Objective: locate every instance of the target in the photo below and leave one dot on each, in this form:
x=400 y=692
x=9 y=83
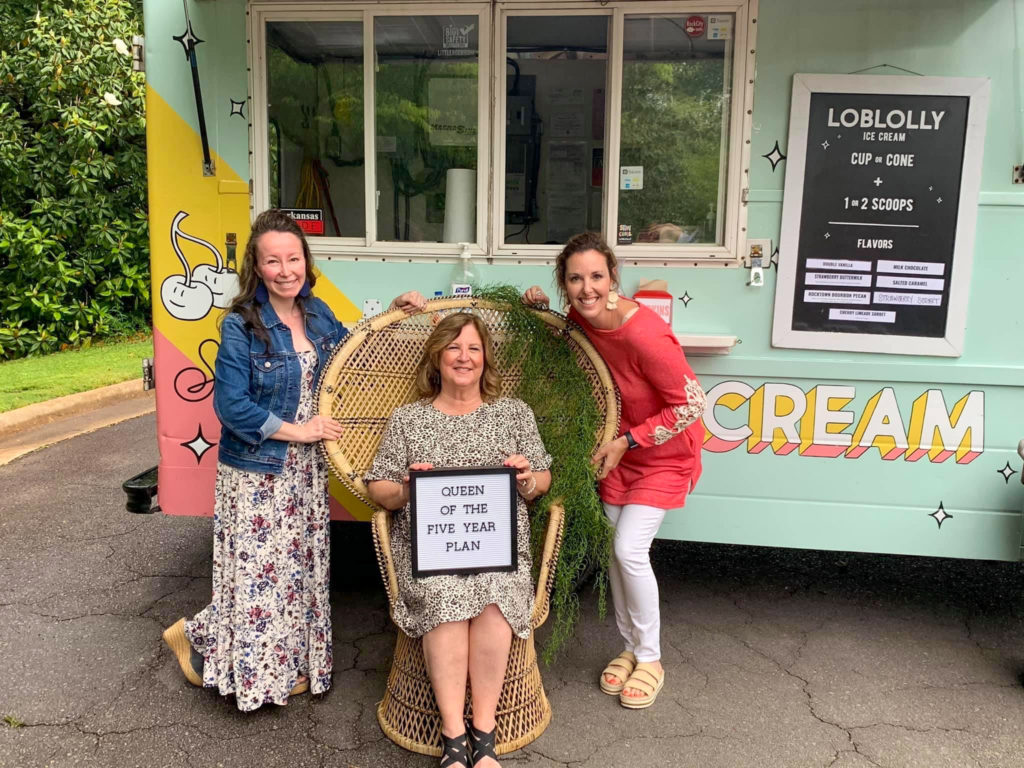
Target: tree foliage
x=74 y=251
x=673 y=127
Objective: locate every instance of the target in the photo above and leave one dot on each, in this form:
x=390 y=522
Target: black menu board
x=871 y=246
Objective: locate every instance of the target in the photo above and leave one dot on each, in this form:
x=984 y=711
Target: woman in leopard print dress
x=466 y=622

——

Rewrite all of the data above with every "dot" changed to "marker" and nothing else altered. Leave the pictures out of your answer.

• _Task result_:
Objective: locate every instance of the target in the photo below and leave one marker on each, in this form:
x=400 y=692
x=9 y=83
Target: tree foliage
x=74 y=251
x=673 y=127
Objective: locate every instance of the target in the photo above and leave one marker on each, in this form:
x=390 y=522
Target: black menu board
x=871 y=246
Objective: locate every instance of the target in the photo above and leave one marker on each, in this form:
x=984 y=711
Target: woman in leopard print dress
x=466 y=622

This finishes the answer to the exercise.